Short exercise>
Return every line in the items below that contains the word "calm".

/---

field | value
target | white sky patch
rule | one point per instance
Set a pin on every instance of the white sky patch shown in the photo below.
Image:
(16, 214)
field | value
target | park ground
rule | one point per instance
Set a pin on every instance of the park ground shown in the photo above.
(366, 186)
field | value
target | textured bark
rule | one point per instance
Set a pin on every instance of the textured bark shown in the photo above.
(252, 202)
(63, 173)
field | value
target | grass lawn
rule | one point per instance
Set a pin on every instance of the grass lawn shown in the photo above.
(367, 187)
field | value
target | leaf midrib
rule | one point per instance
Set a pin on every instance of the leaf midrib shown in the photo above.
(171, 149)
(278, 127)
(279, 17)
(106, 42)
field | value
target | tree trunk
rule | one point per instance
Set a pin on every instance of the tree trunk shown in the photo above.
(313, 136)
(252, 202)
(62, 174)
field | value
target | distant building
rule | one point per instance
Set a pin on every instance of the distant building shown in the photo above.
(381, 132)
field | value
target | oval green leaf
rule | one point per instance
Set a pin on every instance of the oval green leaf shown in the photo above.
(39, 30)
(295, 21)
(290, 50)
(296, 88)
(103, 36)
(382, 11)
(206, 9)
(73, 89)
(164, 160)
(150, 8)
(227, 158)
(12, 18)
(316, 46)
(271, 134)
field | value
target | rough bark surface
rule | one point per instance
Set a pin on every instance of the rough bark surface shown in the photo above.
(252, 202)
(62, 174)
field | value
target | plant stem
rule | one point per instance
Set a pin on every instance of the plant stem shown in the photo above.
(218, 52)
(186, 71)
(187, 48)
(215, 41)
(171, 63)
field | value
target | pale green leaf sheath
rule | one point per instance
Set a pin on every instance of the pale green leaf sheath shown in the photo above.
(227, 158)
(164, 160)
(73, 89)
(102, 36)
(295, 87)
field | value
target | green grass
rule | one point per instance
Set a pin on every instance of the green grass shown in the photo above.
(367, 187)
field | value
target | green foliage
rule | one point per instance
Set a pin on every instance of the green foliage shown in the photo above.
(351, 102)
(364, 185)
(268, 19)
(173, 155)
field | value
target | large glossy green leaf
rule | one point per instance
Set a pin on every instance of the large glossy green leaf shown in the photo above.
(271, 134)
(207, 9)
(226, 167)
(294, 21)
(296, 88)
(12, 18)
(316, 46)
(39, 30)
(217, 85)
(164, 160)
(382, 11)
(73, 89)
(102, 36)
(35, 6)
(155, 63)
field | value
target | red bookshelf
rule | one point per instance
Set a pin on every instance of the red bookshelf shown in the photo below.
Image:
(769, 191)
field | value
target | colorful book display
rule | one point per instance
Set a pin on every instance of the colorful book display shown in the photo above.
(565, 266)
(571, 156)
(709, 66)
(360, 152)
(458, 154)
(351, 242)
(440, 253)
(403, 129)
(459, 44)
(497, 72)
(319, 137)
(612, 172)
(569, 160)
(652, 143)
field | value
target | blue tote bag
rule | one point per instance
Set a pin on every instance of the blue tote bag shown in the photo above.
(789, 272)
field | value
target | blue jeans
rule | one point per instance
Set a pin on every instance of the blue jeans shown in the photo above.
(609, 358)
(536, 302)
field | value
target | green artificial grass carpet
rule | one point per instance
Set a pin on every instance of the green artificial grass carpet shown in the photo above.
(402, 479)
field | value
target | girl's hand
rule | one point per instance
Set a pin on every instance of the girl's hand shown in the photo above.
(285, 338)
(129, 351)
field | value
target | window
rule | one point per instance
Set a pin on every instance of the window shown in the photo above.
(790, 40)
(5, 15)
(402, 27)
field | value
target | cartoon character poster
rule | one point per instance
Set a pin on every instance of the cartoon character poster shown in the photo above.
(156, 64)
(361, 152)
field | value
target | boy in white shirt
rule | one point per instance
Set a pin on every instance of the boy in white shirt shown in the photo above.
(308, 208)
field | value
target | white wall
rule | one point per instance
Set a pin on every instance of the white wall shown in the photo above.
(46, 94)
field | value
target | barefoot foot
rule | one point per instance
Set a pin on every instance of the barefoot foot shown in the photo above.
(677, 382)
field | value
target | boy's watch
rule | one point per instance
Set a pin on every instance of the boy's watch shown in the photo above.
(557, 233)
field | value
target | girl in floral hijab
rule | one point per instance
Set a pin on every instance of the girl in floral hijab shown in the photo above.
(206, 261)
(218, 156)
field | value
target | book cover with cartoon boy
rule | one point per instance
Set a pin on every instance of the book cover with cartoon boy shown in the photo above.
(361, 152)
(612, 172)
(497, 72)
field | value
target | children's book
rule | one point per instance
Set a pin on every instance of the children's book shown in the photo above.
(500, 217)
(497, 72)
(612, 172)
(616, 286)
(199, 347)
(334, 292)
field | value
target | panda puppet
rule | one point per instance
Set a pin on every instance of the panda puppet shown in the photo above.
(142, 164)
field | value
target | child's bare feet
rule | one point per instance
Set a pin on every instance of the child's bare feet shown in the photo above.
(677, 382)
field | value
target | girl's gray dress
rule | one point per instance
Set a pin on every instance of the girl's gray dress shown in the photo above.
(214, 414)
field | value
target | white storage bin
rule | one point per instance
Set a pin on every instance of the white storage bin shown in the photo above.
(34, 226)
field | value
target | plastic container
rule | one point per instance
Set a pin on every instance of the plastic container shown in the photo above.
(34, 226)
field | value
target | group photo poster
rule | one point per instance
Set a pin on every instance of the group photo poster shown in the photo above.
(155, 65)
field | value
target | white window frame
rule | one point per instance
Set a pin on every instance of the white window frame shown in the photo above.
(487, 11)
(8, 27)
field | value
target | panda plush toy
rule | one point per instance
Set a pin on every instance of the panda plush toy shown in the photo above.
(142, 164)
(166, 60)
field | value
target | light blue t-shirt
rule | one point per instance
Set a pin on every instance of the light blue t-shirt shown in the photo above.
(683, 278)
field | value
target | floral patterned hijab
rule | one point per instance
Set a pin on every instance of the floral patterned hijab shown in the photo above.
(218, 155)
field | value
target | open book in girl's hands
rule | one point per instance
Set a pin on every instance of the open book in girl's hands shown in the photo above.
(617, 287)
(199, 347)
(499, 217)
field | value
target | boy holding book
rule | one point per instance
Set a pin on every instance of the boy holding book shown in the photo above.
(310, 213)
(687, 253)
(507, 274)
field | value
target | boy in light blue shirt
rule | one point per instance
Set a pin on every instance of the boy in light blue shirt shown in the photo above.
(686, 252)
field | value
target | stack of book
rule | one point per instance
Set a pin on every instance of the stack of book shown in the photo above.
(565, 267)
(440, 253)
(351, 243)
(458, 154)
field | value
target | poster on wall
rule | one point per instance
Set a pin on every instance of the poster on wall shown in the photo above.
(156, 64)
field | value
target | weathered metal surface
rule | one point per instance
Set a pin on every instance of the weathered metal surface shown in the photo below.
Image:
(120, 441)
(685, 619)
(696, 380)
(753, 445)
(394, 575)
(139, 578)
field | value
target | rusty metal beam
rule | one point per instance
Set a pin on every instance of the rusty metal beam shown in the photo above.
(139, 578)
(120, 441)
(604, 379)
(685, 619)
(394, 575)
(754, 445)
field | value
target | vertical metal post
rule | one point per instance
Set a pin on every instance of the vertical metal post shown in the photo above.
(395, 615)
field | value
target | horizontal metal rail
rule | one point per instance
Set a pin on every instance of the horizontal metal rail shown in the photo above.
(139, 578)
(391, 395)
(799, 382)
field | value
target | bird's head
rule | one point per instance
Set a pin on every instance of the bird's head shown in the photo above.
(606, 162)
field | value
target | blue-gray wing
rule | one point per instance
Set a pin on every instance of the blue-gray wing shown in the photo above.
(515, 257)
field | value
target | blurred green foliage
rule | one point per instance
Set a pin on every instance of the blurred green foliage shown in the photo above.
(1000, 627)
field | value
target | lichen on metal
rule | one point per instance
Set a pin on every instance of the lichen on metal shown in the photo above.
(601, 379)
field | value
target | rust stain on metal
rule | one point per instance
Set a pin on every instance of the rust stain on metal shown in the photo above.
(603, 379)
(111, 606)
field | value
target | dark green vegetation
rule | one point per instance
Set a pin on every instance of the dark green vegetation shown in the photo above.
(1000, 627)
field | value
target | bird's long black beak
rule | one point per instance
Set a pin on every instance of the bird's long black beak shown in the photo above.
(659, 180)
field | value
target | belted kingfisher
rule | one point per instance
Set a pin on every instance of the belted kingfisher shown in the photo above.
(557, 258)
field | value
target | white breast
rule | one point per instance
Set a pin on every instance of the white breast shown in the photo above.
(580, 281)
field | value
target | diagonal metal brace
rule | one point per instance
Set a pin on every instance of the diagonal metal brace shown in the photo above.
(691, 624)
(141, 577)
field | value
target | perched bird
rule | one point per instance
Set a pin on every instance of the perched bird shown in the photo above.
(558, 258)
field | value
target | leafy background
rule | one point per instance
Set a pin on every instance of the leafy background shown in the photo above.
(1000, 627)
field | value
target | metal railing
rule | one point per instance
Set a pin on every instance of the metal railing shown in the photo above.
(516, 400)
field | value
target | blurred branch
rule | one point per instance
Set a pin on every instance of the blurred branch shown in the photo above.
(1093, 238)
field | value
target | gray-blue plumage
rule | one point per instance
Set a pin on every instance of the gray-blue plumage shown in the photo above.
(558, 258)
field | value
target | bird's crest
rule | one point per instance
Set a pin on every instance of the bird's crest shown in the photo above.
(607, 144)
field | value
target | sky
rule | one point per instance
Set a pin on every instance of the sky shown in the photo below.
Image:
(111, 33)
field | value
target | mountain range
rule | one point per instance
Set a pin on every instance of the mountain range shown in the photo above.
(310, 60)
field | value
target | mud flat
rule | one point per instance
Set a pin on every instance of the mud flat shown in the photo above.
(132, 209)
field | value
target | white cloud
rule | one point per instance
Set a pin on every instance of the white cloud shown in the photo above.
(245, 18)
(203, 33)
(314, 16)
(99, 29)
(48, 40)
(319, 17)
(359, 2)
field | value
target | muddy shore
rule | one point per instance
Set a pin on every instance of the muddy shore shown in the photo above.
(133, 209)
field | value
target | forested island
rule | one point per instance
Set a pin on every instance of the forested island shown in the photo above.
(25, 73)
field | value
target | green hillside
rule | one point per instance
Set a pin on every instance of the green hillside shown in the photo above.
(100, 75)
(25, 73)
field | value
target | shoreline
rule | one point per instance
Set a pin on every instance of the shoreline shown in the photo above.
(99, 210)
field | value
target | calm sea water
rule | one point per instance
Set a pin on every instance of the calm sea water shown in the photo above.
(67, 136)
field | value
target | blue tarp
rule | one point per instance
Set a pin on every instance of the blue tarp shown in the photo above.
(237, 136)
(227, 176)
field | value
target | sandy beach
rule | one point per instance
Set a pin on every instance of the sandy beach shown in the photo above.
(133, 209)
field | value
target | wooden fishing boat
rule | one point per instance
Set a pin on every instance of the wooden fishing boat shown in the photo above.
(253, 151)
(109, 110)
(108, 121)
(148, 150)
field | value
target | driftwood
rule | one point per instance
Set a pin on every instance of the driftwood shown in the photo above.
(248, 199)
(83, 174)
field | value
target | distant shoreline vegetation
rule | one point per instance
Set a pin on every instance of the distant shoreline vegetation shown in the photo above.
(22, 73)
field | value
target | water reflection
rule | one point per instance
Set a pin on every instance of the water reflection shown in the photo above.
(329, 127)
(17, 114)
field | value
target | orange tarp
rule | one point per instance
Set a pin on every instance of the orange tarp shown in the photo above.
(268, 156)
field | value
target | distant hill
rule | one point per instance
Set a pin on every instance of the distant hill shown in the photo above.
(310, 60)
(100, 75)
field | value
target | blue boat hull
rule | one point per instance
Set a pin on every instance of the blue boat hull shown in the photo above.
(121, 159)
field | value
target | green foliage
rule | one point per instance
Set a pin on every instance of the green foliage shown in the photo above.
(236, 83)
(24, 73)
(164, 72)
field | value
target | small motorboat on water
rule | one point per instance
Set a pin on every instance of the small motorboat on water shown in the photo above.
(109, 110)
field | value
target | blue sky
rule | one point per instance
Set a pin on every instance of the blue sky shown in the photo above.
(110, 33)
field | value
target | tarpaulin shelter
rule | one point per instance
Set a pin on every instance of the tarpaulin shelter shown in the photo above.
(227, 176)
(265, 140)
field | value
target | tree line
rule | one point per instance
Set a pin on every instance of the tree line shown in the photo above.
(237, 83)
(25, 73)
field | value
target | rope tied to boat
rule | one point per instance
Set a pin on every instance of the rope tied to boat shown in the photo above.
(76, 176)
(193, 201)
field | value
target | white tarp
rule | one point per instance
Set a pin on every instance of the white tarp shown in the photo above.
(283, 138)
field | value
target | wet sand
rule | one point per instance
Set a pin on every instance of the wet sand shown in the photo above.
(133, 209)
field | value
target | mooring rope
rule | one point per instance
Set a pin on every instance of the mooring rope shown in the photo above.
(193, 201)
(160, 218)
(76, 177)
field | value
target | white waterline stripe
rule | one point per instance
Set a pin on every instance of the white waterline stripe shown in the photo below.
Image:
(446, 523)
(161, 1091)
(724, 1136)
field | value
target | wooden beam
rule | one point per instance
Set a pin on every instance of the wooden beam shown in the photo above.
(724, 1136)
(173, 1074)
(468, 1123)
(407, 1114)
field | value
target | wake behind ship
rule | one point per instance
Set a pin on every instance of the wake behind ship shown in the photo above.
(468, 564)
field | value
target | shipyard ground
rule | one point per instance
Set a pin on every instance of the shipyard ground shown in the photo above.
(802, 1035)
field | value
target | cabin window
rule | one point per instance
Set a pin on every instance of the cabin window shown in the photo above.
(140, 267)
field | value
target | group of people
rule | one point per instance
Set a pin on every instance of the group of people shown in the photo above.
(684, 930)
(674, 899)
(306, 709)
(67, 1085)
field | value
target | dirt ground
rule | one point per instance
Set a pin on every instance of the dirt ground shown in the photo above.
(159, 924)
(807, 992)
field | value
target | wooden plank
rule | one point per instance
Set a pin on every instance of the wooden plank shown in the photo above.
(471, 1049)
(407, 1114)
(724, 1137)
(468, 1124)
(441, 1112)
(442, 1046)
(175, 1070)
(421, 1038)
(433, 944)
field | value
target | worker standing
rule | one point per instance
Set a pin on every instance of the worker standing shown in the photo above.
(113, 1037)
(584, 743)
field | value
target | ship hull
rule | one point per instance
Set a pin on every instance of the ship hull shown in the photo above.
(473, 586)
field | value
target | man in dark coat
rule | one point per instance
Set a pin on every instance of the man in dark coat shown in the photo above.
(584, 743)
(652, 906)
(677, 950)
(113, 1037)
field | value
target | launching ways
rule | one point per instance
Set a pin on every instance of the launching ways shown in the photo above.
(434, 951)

\---

Output below>
target | calm sea water
Set a pin on every instance of the calm sea water shown in the photo above.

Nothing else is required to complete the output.